*** Record extracts

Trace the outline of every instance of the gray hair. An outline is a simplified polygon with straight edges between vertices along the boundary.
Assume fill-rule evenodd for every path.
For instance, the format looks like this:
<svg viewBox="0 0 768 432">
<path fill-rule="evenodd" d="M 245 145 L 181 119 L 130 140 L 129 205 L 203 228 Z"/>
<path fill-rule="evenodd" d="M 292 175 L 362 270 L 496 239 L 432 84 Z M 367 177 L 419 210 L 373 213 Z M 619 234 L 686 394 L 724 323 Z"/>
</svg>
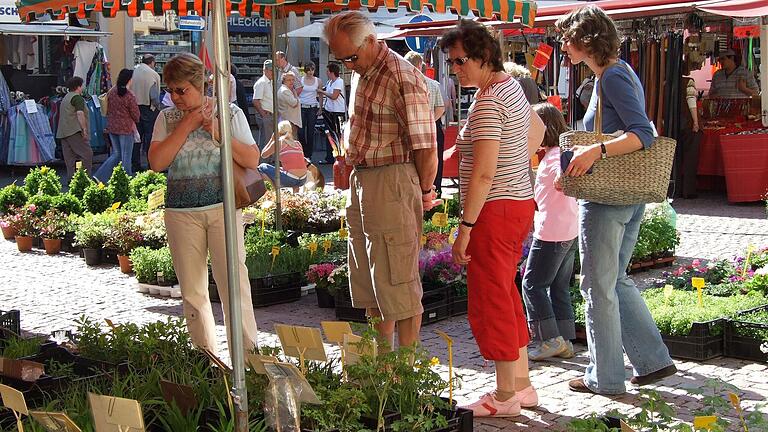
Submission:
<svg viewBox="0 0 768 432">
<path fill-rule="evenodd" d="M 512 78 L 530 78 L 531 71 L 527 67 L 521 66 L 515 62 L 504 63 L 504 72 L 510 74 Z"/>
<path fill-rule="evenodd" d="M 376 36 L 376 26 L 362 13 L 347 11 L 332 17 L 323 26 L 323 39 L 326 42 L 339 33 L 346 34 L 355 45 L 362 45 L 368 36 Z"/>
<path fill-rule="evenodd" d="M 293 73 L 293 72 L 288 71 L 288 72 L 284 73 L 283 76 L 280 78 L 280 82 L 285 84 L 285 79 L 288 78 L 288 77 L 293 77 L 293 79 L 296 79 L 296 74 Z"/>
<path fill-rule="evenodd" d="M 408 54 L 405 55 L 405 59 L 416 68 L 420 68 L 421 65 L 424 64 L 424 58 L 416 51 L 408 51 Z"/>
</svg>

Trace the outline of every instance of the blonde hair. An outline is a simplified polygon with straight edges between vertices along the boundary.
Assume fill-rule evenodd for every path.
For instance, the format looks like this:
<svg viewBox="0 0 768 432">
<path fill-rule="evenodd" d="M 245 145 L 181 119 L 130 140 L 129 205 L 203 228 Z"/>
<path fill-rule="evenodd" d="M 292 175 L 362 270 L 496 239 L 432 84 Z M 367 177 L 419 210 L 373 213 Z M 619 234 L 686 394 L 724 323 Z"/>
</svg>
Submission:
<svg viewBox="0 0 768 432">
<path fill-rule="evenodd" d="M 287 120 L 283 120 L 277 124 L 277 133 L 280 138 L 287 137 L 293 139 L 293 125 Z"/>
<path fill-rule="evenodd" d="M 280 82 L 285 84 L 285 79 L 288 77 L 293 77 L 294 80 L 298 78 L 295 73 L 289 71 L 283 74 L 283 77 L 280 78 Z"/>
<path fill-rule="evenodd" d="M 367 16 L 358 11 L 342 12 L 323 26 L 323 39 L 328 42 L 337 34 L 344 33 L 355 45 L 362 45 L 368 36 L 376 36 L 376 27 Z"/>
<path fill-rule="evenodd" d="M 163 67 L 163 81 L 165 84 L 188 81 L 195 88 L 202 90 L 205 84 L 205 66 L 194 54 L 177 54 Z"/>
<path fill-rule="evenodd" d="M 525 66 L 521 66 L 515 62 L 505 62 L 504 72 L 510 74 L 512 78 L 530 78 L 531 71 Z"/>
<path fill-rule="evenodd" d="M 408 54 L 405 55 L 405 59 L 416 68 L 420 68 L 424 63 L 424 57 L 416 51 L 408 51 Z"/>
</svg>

******
*** Record extracts

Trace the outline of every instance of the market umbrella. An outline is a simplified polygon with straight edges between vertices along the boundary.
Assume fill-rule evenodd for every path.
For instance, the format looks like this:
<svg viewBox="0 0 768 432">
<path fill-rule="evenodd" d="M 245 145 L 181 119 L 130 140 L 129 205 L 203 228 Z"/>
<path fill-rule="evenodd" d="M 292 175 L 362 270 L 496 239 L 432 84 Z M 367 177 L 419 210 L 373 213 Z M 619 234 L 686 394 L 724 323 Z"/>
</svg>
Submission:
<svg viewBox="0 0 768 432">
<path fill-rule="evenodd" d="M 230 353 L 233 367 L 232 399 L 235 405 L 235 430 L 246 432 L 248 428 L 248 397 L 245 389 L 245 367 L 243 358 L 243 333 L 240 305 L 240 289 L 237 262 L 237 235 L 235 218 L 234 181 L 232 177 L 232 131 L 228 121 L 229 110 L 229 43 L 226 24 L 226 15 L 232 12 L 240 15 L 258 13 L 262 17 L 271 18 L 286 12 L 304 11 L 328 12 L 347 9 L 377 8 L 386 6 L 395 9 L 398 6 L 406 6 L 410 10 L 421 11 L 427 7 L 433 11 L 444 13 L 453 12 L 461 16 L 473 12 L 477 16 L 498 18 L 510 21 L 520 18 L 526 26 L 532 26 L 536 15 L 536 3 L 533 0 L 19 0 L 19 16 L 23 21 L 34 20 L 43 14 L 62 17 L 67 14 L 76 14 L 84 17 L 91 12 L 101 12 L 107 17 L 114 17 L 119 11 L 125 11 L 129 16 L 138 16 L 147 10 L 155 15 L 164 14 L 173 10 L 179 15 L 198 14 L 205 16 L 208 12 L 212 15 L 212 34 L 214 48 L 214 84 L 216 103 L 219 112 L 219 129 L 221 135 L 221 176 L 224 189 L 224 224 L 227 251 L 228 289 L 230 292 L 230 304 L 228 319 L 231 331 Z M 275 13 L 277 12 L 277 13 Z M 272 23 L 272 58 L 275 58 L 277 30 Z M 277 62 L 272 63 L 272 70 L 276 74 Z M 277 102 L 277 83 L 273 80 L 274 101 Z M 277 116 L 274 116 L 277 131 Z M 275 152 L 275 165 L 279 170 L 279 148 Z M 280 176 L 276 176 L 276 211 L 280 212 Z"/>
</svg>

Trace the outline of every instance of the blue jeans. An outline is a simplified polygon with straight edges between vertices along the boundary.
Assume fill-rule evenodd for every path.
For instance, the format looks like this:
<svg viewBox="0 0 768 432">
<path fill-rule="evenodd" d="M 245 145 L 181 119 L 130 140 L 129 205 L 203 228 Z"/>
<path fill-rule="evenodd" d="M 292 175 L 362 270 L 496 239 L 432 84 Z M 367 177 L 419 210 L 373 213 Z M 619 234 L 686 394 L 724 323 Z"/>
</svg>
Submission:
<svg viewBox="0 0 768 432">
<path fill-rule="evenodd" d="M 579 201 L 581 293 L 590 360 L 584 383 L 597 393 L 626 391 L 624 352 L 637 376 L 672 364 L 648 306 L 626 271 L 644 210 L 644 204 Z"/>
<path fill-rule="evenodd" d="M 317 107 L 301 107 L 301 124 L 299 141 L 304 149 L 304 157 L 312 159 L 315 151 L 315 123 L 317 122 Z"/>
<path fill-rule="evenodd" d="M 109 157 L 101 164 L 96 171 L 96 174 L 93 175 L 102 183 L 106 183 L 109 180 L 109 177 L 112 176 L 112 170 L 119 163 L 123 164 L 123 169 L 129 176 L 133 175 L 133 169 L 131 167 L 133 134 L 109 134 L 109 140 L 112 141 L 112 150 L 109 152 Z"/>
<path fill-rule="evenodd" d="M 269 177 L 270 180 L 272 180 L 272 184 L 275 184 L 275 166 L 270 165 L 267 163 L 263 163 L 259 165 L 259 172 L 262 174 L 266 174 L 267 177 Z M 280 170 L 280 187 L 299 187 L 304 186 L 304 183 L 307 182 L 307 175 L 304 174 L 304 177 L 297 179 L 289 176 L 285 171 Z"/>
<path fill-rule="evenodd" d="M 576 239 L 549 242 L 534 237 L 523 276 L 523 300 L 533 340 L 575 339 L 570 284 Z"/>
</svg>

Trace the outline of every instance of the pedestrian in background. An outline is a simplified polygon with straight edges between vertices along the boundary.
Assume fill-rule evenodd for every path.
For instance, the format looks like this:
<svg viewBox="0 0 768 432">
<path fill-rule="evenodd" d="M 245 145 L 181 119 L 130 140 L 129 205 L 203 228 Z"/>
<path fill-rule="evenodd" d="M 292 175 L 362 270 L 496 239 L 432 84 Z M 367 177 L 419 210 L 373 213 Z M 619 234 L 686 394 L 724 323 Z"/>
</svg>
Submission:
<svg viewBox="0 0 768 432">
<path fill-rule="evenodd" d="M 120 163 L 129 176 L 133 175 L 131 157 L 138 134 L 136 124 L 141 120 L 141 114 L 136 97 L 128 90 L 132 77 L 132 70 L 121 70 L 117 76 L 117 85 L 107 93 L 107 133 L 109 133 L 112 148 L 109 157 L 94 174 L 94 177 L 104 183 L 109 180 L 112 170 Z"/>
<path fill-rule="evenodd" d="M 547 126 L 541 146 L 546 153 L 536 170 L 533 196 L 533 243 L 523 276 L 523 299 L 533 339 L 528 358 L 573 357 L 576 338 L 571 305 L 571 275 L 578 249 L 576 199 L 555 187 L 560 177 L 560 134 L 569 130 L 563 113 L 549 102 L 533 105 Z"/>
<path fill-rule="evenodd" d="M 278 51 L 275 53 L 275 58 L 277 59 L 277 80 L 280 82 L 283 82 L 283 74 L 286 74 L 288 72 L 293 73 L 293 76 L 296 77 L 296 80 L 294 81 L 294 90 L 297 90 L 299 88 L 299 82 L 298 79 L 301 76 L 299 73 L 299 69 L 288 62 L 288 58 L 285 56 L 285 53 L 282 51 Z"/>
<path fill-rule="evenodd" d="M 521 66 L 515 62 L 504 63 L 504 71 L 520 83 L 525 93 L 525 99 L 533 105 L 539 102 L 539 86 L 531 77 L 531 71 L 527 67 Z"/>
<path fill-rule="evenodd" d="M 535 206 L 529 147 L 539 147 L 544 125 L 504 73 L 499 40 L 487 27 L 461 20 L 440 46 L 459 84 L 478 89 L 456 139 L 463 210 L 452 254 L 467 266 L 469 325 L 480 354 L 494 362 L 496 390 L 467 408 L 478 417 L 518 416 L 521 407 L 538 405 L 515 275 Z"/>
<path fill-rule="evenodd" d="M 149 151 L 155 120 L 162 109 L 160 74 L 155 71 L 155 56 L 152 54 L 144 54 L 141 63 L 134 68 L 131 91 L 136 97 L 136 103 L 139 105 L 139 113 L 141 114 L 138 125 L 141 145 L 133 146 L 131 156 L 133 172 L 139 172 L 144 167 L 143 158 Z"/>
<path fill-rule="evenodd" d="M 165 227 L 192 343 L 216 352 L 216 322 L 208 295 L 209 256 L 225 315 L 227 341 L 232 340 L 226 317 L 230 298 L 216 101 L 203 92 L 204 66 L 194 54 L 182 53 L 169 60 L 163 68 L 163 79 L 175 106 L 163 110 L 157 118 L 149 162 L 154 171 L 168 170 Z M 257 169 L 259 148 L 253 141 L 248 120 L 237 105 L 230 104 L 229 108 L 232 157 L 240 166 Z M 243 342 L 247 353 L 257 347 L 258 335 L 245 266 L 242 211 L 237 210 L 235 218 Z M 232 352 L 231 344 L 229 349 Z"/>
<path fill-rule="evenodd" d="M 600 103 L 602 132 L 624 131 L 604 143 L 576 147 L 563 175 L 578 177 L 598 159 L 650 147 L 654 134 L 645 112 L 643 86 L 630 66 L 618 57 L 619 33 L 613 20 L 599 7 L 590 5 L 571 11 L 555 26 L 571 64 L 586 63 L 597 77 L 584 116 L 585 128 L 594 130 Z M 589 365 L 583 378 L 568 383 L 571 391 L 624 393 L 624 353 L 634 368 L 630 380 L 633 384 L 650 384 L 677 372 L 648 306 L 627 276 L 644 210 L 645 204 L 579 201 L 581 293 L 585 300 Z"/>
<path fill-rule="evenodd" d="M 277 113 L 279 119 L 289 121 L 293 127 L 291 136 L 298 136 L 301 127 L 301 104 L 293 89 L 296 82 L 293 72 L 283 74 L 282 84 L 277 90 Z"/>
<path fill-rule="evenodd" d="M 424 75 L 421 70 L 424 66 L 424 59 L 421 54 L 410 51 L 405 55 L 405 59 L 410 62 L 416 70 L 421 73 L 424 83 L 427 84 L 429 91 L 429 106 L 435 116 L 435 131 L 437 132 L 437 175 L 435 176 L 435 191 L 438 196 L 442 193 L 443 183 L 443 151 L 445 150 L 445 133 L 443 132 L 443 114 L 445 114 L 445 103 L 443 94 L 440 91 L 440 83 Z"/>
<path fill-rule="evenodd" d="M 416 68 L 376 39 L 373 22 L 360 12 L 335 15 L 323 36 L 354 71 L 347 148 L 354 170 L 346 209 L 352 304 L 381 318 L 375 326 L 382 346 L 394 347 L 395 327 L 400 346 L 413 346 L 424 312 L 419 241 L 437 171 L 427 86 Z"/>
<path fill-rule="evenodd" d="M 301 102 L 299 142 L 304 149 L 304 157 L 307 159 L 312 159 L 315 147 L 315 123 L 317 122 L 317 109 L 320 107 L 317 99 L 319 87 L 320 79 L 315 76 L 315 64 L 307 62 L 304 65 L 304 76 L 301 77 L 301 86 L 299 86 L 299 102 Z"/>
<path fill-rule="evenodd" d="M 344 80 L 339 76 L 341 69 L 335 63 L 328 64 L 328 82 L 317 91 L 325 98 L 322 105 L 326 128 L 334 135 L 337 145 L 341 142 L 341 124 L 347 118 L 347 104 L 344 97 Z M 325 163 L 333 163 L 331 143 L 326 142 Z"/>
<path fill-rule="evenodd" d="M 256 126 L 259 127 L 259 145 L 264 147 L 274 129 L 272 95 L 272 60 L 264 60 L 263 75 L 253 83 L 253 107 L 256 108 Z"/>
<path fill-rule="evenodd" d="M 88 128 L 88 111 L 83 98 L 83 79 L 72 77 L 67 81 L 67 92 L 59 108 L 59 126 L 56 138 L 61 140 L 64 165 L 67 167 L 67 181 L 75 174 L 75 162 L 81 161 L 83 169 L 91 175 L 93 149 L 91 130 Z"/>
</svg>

******

Prompt:
In the entries, how many lines include the string "along"? Only the number should be given.

Answer area:
5